[[ SOURCE DOCUMENT open ]]
Start Saving Now!
Set yourself up when you're young and build good savings habits.
Most people learn best by doing something. That hands-on experience, called Kinesthetic learning, allows people to practice whatever it is they’re working on. When you were learning how to walk or write or ride a bike, you were using Kinesthetic learning.
Investing is no different. Starting when you’re young, when you don’t have a lot of money, is the perfect way to learn. By starting early in life, you can determine which investment strategy works best for you. You can start to understand your tolerance for risk and you have more time to recover from any mistakes you make. Investing also has a learning curve. Whether you are saving for a home or a vehicle, for retirement or even to build your own emergency fund after the COVID crisis, starting early puts you WAY ahead of your peers who may not start investing/saving until much later in life. You have time to learn about diversification, risk vs return, asset allocation and asset location.
Often, beginners attempting anything will make mistakes - beginner investors often do these things...
· They put all their eggs in one basket.
· They don’t understand that there are different types of risks and returns.
· Beginner investors hold too much of one type of asset, like purchasing 100% stocks.
· Or they hold assets in accounts that aren’t the most tax efficient, like holding US stocks in a TFSA.
Getting sound advice may help with many of these situations however, the point is - the sooner you start, the sooner you learn what works for you, what your feelings around gains and losses are and what helps you sleep at night.
The Power of Compound Interest
Let’s suppose three different people invest $5,000 monthly and earn a 5% return until they are age 65.
The first person saves $5,000 each year from age 20-26 will end up with about $245,000 at age 65. This from just $35,000 in contributions.
Another person saves $5,000 each year from age 25-35 will end up with approximately $215,000 at age 65. They’ll end up with less money even though they made $50,000 in contributions.
[[ SOURCE DOCUMENT closed ]]
■ CHECK YOUR UNDERSTANDING ■
A. Please decide whether each statement agrees with the savings article, answering yes or no and quoting the words of the article that settle it: (i) Kinesthetic learning means learning by doing. (ii) The savings article gives holding US stocks in an RRSP as an example of a tax-inefficient choice. (iii) The person who saves from age 25 to 35 ends up with more money at 65 than the person who saves from age 20 to 26.
B. Carry on the savings article from its last sentence.
The items can be left aside; the savings article alone is enough.
[[ INPUT DATA open ]]
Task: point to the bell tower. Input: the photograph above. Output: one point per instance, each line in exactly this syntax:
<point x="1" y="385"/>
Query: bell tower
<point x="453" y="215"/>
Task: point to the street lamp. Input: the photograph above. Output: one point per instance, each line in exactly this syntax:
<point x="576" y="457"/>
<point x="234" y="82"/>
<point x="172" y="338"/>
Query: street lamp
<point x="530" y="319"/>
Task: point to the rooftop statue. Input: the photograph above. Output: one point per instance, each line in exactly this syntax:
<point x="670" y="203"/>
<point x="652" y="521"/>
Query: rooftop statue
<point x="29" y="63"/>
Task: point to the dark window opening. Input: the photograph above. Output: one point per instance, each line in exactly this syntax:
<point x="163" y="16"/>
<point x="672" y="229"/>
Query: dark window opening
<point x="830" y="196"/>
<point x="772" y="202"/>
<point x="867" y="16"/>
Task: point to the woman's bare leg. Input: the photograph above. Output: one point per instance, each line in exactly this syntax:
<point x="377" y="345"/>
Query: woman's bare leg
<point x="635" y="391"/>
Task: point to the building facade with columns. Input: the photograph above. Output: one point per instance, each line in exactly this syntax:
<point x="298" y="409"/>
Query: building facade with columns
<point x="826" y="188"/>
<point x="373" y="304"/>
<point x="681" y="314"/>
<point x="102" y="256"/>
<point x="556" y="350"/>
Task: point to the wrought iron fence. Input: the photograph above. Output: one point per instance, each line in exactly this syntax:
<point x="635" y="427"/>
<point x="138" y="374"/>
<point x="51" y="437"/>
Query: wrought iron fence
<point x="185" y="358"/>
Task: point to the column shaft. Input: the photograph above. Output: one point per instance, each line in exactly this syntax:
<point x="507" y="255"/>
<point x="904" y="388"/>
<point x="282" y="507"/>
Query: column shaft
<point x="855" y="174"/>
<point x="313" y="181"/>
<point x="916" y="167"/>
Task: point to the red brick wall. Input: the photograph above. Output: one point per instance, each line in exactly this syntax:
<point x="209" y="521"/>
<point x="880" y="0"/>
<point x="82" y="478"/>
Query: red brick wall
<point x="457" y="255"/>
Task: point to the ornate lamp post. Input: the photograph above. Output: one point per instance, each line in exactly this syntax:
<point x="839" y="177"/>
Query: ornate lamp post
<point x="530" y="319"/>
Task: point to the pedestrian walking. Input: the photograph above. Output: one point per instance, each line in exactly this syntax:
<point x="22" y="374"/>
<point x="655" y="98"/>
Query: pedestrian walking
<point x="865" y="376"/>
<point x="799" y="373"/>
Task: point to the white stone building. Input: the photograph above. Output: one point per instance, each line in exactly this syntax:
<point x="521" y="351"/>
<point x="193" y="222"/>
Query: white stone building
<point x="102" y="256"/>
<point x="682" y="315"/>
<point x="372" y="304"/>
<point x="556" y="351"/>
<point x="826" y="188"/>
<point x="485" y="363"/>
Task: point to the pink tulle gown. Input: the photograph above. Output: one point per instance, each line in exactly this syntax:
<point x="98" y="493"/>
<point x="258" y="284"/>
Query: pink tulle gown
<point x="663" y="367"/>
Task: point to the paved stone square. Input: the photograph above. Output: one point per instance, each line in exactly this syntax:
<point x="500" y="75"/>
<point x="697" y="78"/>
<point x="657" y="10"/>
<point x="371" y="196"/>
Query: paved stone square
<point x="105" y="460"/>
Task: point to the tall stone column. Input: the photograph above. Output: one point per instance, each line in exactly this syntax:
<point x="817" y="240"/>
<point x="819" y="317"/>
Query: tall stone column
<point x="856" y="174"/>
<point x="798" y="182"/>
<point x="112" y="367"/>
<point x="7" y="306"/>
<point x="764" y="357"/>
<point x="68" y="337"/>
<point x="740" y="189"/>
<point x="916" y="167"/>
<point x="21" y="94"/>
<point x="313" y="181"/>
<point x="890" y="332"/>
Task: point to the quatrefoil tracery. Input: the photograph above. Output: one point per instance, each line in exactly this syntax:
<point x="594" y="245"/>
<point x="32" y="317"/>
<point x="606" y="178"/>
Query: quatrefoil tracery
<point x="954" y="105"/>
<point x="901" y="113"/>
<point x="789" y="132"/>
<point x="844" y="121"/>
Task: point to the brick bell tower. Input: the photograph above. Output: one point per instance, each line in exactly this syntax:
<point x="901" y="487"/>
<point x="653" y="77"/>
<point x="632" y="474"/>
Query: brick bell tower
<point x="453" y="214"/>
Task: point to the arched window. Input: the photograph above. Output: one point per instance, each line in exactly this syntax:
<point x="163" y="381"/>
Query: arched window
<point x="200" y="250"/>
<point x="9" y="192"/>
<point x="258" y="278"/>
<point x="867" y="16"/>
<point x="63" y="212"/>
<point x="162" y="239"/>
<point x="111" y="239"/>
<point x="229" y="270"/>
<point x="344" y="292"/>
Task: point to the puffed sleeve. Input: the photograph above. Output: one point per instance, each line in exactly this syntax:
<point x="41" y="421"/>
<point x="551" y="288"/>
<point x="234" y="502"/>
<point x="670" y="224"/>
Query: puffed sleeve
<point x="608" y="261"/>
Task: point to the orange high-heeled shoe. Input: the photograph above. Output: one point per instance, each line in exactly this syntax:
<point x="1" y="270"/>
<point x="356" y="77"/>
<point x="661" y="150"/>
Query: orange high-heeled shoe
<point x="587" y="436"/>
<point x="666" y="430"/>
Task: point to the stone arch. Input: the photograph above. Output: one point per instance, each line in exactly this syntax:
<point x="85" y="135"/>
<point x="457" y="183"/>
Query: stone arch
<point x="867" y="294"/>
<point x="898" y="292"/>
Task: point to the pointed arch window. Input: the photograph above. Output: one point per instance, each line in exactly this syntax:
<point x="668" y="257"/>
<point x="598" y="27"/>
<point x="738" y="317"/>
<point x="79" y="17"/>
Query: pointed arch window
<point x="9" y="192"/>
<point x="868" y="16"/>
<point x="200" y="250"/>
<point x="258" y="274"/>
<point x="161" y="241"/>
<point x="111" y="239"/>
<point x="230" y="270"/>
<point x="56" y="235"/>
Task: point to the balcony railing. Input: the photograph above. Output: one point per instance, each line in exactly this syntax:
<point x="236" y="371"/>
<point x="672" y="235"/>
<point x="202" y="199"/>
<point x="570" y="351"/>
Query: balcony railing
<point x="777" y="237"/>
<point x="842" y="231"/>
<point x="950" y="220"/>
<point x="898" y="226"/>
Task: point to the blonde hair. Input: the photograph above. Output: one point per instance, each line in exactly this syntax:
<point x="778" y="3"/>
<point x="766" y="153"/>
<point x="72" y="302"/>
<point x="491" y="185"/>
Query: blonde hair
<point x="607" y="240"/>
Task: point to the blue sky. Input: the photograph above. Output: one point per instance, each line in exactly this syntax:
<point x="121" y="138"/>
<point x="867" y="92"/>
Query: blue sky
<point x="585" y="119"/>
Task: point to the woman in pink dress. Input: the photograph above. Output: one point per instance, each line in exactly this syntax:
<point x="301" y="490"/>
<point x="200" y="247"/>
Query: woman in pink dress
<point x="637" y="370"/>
[[ INPUT DATA closed ]]
■ OUTPUTS BY TASK ■
A.
(i) Yes: "Most people learn best by doing something. That hands-on experience, called Kinesthetic learning"
(ii) No: "like holding US stocks in a TFSA"
(iii) No: "They’ll end up with less money even though they made $50,000 in contributions."

B.
The last person, who saves $5,000 each year from age 45-65 will end up with about $165,000 at age 65. Even though they made $100,000 in contributions, $65,000 MORE in than the young saver, they end up with less.
Saving when you’re younger, even if it’s a little bit, will let you benefit from the power of compounding. $5,000 a year is less than $100 per week or $13.75 a day - very achievable.
Saving when you’re young creates a habit. This habit is, in my opinion, the most important reason to save when you’re young. It will create a foundational habit that will benefit you when you’re earning more.
If you spend 100% of your paycheck when you’re young, you won’t build the budgeting and saving skills you need when you’ll be earning more.
When you do begin to earn more money, it’s going to be easy to keep doing what you’ve always been doing, spend 100% of your paycheck.
When building a saving habit, you’re going to learn many things. You’re going to learn how to track your spending. You’re going to learn how to prioritize your spending. You’re going to learn how to budget your monthly income and expenses. You’re going to learn how to pay yourself first. These are all skills you can learn at any point in your life but they’re much easier to ingrain early when you’re making a smaller income and have fewer demands in life.